● PROMPT
Print the entries verbatim, leaving out the images they contain.
◆ ◆ ◆
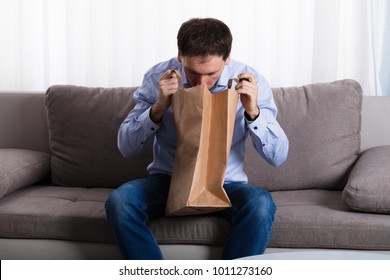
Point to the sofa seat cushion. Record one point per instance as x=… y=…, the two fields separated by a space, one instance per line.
x=304 y=219
x=83 y=126
x=368 y=187
x=21 y=168
x=322 y=123
x=320 y=219
x=78 y=214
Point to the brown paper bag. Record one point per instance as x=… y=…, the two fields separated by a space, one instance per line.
x=204 y=129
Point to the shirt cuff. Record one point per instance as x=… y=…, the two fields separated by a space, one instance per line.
x=258 y=126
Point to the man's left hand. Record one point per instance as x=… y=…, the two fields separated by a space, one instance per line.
x=248 y=90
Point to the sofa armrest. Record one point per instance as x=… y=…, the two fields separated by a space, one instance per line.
x=20 y=168
x=368 y=186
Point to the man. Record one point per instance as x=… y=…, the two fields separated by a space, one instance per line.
x=204 y=47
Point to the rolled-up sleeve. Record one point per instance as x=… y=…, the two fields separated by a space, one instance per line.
x=268 y=137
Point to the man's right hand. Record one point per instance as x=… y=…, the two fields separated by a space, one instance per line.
x=168 y=85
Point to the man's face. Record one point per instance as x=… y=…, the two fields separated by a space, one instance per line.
x=203 y=70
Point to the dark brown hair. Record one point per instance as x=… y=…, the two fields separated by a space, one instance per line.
x=204 y=36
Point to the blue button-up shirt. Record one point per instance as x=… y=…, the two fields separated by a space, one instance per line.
x=267 y=136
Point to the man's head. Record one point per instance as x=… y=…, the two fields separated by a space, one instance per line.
x=204 y=49
x=204 y=37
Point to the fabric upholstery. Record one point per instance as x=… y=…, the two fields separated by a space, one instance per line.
x=320 y=219
x=21 y=168
x=322 y=123
x=368 y=187
x=304 y=219
x=83 y=126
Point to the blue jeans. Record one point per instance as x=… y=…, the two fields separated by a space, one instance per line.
x=131 y=206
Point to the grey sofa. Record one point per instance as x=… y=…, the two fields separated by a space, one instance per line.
x=59 y=162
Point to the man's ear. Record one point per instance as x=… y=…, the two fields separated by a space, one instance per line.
x=179 y=56
x=227 y=61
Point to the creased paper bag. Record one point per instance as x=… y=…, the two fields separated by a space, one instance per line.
x=204 y=128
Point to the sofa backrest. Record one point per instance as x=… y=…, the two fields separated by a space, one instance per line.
x=322 y=122
x=83 y=125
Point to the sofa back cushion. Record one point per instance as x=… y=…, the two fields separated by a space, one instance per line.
x=83 y=126
x=322 y=122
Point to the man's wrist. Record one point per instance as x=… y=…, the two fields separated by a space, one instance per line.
x=252 y=117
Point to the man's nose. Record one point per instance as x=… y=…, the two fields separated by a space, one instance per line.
x=202 y=80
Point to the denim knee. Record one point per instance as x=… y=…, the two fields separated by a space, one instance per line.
x=122 y=198
x=259 y=202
◆ ◆ ◆
● OUTPUT FOR THIS TASK
Point to the sofa seat cushion. Record one point per instance as x=… y=…, the two fields separated by a space, one instance per line.
x=304 y=219
x=83 y=126
x=368 y=187
x=21 y=168
x=322 y=123
x=320 y=219
x=78 y=214
Point to the brown paper bag. Record one point per instance as x=… y=…, the two fields separated by a space, one instance per line.
x=204 y=129
Point to the shirt cuff. Record one point per instance as x=… y=…, the two fields separated by a space, one instance per line.
x=258 y=126
Point to the man's left hand. Record one point per instance as x=… y=…, the two fields separated by a space, one instance per line.
x=248 y=90
Point to the sofa armrest. Record one point per instance as x=… y=…, the two fields separated by a space, one instance per line.
x=20 y=168
x=368 y=186
Point to the man. Record one point per instance as x=… y=…, the two fields separated by a space, one instance per line.
x=204 y=47
Point to the rolled-up sleeve. Record one point per instance as x=… y=…, the two fields separated by a space, one instance per line.
x=268 y=137
Point to the man's right hand. Record one point per instance as x=… y=…, the two fields separated by a space, one instance per line.
x=168 y=85
Point to the man's face. Record one point per instance as x=… y=…, the two fields separated by a space, one instance per line.
x=203 y=70
Point to the dark brown hair. Record one point per instance as x=… y=…, the two fields separated by a space, one instance per line.
x=204 y=36
Point to the blue button-up shirt. Record one point per instance as x=… y=…, the two fields separated by a space, one instance per line.
x=267 y=136
Point to the man's head. Record one point per instance as x=… y=…, the two fields separated by a space, one instance per line.
x=204 y=49
x=204 y=37
Point to the fabric upholstery. Record one point per instance as x=… y=…, the two fields separated by a space, one instance per line.
x=320 y=219
x=21 y=168
x=322 y=123
x=368 y=187
x=304 y=219
x=83 y=126
Point to the blue jeans. Record one point per instance as x=… y=…, the two fields separated by a space, one instance per line.
x=131 y=206
Point to the grey sofa. Record one point per instance as x=… y=…, the two fields separated by a space, one instance per line.
x=59 y=162
Point to the man's ear. Record one point per instance as x=… y=…, the two fields separated by a space, one instance per line.
x=179 y=56
x=227 y=61
Point to the creased paper bag. Record one point per instance as x=… y=…, the two fields separated by a space, one instance per line.
x=204 y=128
Point to the sofa backrest. Record one point per instance as x=… y=…, the two fields separated by a space, one instance per line.
x=322 y=122
x=83 y=125
Point to the sofa back cushion. Record one point per instance as x=… y=…, the two fields separated by a space, one instance per line.
x=83 y=126
x=322 y=122
Point to the man's wrist. Record one point per instance as x=… y=…, the two fields separated by a space, one instance per line.
x=252 y=117
Point to the man's nose. Record one point per instance as x=… y=…, the two fields separated by a space, one instance per line.
x=202 y=80
Point to the denim knee. Record one point per instance as x=… y=…, the two fields separated by a space, one instance per line.
x=122 y=198
x=259 y=202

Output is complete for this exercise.